Begin SUPPLIED RECORDS

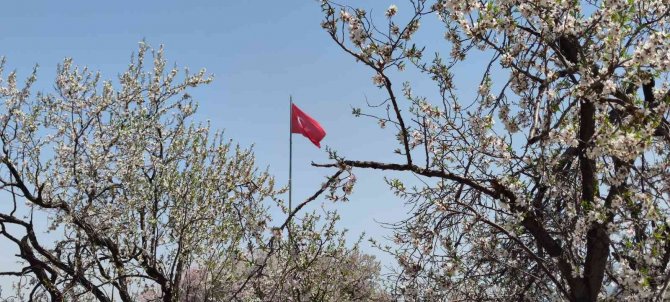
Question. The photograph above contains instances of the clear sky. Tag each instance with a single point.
(259, 51)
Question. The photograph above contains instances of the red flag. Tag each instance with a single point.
(306, 125)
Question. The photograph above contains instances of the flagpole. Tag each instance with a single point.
(290, 163)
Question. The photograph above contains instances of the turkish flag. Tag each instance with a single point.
(306, 125)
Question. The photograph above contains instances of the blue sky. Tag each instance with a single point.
(259, 52)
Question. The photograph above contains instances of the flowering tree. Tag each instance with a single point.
(141, 199)
(551, 183)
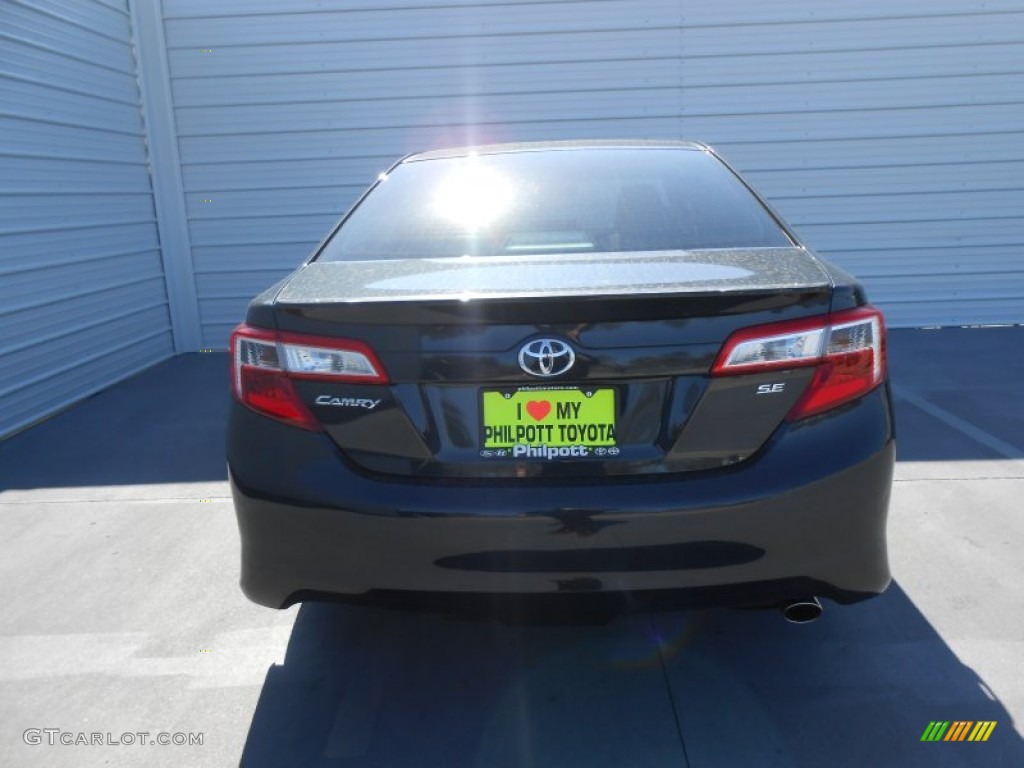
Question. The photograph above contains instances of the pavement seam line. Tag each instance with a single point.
(668, 688)
(961, 425)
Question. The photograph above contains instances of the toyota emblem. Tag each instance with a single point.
(546, 357)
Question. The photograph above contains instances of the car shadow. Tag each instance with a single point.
(374, 687)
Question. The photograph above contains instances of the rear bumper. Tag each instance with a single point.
(806, 513)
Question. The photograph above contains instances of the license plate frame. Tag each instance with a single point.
(548, 422)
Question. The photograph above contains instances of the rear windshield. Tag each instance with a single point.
(570, 201)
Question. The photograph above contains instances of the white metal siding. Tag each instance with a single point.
(81, 276)
(890, 133)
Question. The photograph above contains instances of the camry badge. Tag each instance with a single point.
(546, 357)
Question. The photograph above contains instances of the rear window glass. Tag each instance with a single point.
(570, 201)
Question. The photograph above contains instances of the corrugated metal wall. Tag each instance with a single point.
(891, 133)
(82, 299)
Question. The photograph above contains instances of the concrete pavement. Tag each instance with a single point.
(119, 570)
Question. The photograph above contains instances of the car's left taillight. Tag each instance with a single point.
(847, 349)
(264, 363)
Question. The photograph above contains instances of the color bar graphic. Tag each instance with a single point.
(958, 730)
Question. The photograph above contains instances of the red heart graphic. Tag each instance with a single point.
(539, 409)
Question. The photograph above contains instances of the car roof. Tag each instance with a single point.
(458, 152)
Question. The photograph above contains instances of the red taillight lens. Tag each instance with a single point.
(848, 349)
(263, 364)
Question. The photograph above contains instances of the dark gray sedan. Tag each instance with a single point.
(562, 373)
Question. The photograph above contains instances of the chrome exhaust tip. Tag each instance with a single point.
(803, 611)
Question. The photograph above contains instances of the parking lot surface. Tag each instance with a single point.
(122, 615)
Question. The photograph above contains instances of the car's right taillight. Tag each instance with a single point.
(264, 363)
(847, 349)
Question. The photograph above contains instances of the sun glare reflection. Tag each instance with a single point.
(473, 197)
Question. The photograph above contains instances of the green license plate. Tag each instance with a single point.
(535, 422)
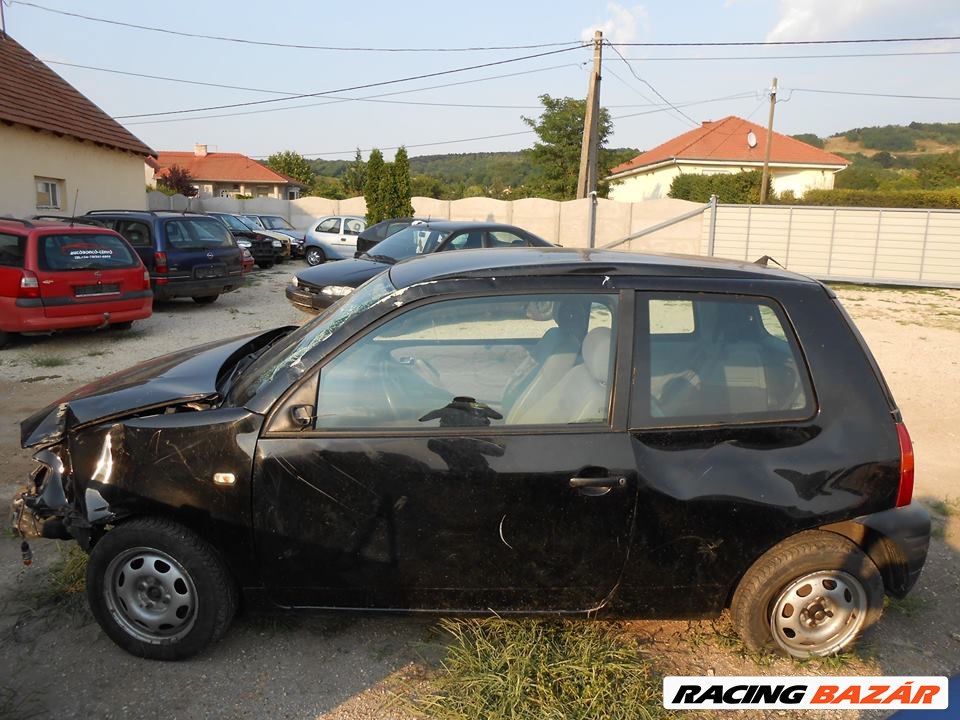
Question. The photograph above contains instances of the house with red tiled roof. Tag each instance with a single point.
(217, 174)
(725, 146)
(59, 152)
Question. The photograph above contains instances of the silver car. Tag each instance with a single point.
(333, 237)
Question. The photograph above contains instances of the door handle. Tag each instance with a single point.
(606, 483)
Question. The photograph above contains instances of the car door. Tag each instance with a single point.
(460, 456)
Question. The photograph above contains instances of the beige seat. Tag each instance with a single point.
(581, 395)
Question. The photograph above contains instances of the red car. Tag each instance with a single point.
(55, 276)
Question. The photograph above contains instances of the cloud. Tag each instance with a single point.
(831, 19)
(621, 25)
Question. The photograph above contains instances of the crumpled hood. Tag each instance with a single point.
(182, 376)
(353, 272)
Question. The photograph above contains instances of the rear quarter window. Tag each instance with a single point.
(12, 250)
(59, 253)
(716, 359)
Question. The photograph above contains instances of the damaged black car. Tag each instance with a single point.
(537, 431)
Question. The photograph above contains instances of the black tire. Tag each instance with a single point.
(173, 561)
(818, 582)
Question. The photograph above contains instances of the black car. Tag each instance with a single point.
(316, 288)
(532, 431)
(187, 254)
(266, 251)
(382, 230)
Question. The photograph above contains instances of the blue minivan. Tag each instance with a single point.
(187, 254)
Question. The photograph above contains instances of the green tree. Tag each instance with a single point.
(372, 187)
(400, 195)
(292, 164)
(556, 157)
(176, 179)
(355, 176)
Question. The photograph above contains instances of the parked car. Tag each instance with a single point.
(536, 431)
(187, 254)
(266, 251)
(316, 288)
(333, 237)
(55, 276)
(383, 229)
(279, 225)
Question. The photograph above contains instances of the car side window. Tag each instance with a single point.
(520, 360)
(330, 225)
(12, 250)
(502, 238)
(721, 359)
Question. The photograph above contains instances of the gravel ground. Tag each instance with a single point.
(54, 661)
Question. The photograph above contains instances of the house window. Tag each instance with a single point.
(49, 191)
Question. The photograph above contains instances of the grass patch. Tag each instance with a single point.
(497, 668)
(65, 579)
(910, 606)
(48, 361)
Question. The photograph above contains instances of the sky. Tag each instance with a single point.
(702, 83)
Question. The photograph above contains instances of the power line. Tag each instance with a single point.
(247, 41)
(359, 99)
(354, 87)
(774, 43)
(797, 57)
(655, 91)
(869, 94)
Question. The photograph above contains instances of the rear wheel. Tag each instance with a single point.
(158, 590)
(810, 596)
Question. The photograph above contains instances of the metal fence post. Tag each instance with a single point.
(712, 238)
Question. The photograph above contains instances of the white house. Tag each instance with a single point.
(59, 153)
(725, 146)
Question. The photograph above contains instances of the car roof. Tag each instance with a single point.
(557, 261)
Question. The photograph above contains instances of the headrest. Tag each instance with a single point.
(596, 354)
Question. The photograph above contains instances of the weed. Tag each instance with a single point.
(497, 668)
(48, 361)
(910, 606)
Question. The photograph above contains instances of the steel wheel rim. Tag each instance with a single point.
(819, 613)
(150, 595)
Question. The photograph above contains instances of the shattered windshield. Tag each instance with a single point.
(285, 361)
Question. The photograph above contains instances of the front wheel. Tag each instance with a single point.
(158, 590)
(810, 596)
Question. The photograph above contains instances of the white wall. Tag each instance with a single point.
(105, 178)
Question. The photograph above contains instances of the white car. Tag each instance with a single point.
(333, 237)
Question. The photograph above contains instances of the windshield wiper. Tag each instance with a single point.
(381, 258)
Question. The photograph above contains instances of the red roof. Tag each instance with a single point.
(726, 141)
(223, 167)
(32, 94)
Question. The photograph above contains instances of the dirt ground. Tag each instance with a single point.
(54, 661)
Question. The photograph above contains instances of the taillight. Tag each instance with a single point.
(905, 492)
(29, 285)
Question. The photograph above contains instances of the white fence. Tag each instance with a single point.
(881, 245)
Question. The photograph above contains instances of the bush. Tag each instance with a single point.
(736, 188)
(944, 199)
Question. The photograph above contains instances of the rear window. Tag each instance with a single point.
(60, 253)
(12, 250)
(197, 234)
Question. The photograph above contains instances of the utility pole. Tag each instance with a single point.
(587, 180)
(766, 155)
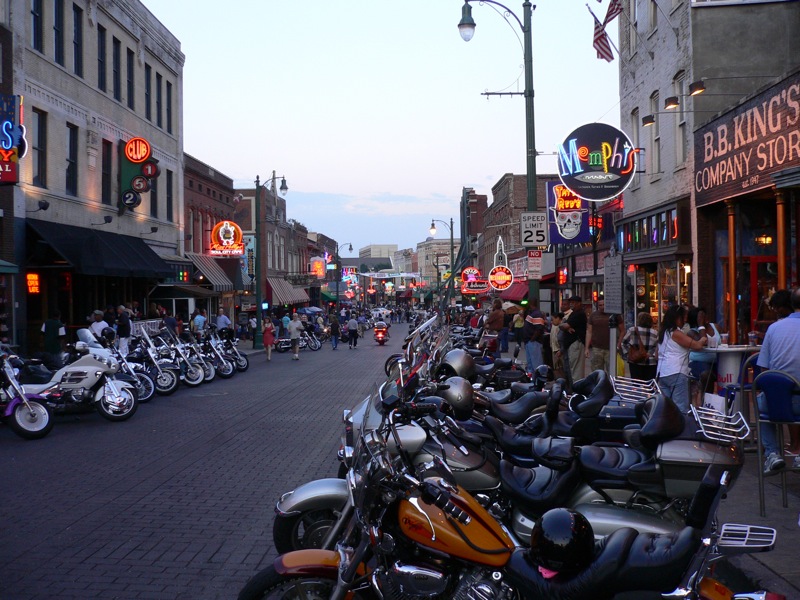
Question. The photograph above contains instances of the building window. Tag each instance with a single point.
(148, 89)
(38, 125)
(77, 40)
(169, 196)
(105, 189)
(158, 100)
(71, 183)
(154, 197)
(681, 141)
(116, 67)
(655, 138)
(130, 75)
(101, 58)
(169, 107)
(37, 19)
(58, 31)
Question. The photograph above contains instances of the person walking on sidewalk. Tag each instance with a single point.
(295, 330)
(335, 331)
(779, 351)
(269, 337)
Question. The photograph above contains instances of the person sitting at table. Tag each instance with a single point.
(673, 356)
(779, 351)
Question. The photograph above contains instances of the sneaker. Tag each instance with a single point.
(773, 463)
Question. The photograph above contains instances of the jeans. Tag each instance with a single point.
(504, 339)
(768, 432)
(676, 387)
(533, 356)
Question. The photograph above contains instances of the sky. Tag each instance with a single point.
(373, 110)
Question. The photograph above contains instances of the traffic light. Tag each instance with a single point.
(137, 169)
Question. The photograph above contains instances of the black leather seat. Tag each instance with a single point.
(538, 489)
(520, 409)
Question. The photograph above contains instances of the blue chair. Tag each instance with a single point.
(778, 388)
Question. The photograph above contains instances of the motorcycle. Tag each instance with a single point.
(27, 414)
(143, 357)
(104, 346)
(415, 533)
(307, 340)
(82, 385)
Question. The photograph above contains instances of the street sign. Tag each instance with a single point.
(534, 229)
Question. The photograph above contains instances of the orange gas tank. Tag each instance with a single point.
(428, 526)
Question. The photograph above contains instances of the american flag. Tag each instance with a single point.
(601, 42)
(614, 10)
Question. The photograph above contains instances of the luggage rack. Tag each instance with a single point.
(634, 390)
(719, 427)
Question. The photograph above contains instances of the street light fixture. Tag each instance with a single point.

End SUPPLIED RECORDS

→ **TASK OBJECTIVE**: Return, word for word, each line from the line that contains "sign. Tag each instance with a single point." to the end of the listing above; include both end lines and nothing else.

→ **EXERCISE SOLUTION**:
Question. The photograph above contains instances of the street sign. Tag each instance with a single point.
(534, 229)
Question. The photograph above contains instances of the orange gas tank. Tag each instance with a single point.
(428, 526)
Question. The photograph above contains instances of the american flag. Tag each instance with a single point.
(601, 42)
(614, 10)
Question. The photograph above contains instances of the luggage rack. Tag each instance with a single point.
(634, 390)
(719, 427)
Question. The photograph above contains instances of the street light fixture. Tag each instance with a single point.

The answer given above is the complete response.